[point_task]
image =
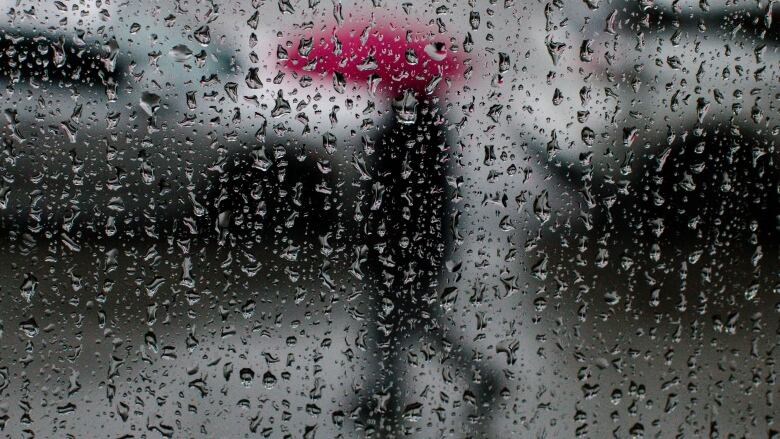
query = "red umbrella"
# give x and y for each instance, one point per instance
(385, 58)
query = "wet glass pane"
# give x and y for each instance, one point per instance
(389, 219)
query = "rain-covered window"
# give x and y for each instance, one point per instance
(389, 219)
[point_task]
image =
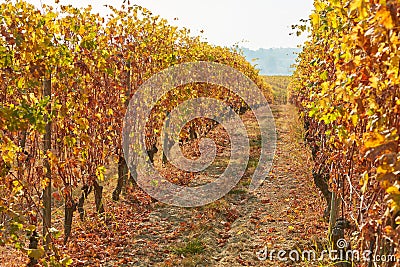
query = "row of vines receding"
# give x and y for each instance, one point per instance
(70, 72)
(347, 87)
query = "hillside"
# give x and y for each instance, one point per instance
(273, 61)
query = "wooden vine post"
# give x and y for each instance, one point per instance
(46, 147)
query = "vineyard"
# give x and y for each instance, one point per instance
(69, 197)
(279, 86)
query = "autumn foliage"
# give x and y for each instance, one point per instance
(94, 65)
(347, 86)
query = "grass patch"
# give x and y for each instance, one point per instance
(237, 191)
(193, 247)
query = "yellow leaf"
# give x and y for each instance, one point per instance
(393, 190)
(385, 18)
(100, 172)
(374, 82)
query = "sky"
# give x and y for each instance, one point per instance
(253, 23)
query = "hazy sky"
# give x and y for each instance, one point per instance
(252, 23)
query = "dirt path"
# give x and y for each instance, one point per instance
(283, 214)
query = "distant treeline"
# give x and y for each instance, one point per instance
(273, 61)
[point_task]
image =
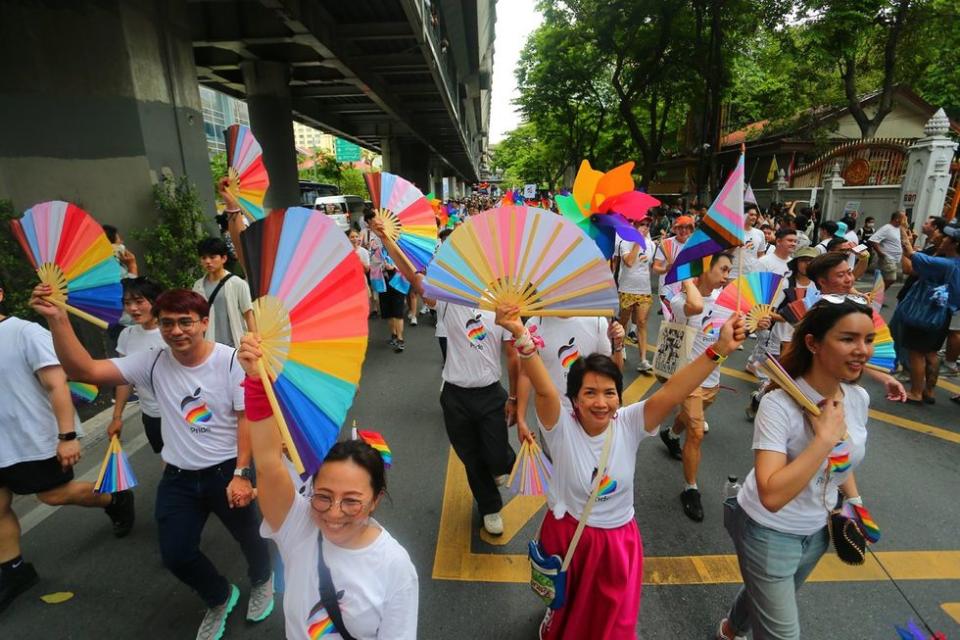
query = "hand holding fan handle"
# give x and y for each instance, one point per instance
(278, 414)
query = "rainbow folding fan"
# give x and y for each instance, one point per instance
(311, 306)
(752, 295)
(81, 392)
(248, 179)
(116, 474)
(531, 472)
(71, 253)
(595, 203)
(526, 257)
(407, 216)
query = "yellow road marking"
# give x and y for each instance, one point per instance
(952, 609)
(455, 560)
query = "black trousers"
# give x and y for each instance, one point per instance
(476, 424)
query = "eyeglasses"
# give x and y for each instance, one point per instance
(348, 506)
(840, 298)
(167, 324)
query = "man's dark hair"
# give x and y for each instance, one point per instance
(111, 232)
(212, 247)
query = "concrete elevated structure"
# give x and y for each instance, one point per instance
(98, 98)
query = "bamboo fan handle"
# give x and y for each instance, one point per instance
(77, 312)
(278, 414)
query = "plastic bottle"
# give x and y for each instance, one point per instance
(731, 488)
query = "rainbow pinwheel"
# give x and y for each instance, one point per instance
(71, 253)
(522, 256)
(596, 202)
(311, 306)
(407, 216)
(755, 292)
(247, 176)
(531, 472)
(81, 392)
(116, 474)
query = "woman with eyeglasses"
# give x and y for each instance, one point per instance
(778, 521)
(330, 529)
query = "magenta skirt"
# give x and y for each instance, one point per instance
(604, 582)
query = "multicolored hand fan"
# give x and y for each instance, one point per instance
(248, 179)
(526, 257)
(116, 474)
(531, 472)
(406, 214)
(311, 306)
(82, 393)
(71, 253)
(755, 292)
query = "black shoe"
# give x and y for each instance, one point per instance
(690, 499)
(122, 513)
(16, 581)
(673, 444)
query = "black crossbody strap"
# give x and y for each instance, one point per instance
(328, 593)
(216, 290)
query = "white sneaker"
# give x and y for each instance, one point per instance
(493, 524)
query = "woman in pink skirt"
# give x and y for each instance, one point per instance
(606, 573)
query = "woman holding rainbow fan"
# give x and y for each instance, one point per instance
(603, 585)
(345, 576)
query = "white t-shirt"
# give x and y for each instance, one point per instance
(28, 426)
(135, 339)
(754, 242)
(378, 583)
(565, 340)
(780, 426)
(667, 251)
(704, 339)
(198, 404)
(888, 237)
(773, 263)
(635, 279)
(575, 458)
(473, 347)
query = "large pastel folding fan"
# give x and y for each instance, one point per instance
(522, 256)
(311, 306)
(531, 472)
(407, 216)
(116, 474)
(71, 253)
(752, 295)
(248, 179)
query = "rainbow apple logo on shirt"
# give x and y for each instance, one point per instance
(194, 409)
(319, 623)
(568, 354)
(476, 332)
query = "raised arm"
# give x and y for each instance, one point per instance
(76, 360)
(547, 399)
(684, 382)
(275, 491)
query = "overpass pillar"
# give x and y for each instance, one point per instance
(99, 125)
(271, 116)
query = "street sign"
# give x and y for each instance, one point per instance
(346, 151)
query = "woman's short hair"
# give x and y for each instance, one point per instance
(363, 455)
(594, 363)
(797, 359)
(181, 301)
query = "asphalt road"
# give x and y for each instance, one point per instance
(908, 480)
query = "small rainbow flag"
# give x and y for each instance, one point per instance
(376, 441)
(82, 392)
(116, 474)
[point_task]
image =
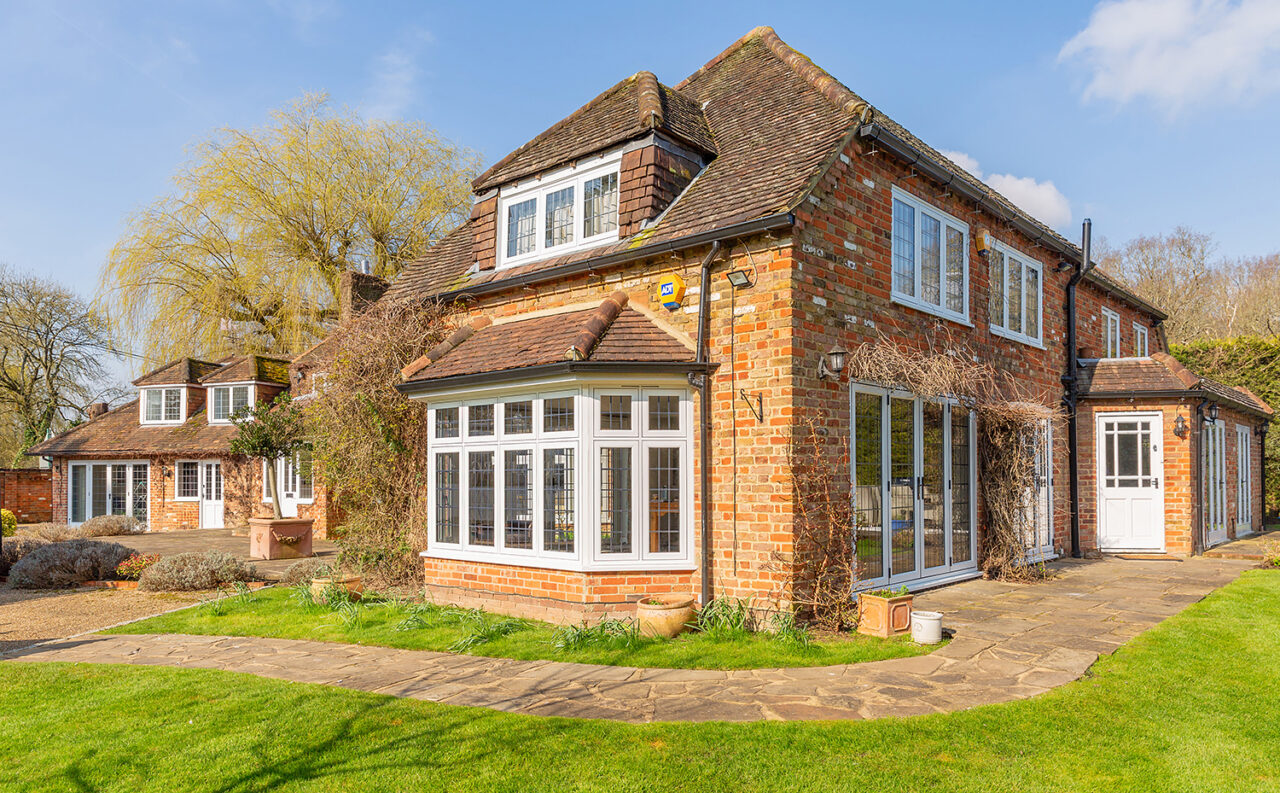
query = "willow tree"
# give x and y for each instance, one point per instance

- - -

OBJECTIVE: Copy the records verbatim, beginning at the line containing "apple logo on" and continuing through the last line of the records, both ends included. Omit the pictures.

FULL RESPONSE:
query = "rainbow apple logo on shirt"
# give x and y for each instance, one point per instance
(194, 409)
(319, 623)
(568, 354)
(476, 332)
query = "raised arm"
# give x and y for each instance, one point per instance
(76, 360)
(547, 399)
(684, 382)
(275, 491)
query = "overpass pillar"
# give x and y for each instance, one point per instance
(99, 125)
(271, 116)
query = "street sign"
# give x and y for each instance, one point per instance
(346, 151)
query = "woman's short hair"
# give x and y for each instance, one point per instance
(363, 455)
(594, 363)
(797, 359)
(181, 301)
query = "asphalt road"
# give x and y for each instance, one point per instance
(908, 480)
query = "small rainbow flag"
# give x and y for each instance, one point per instance
(376, 441)
(82, 392)
(116, 474)
[point_task]
image =
query = "willow tree"
# give x and y for each instance, one point per instance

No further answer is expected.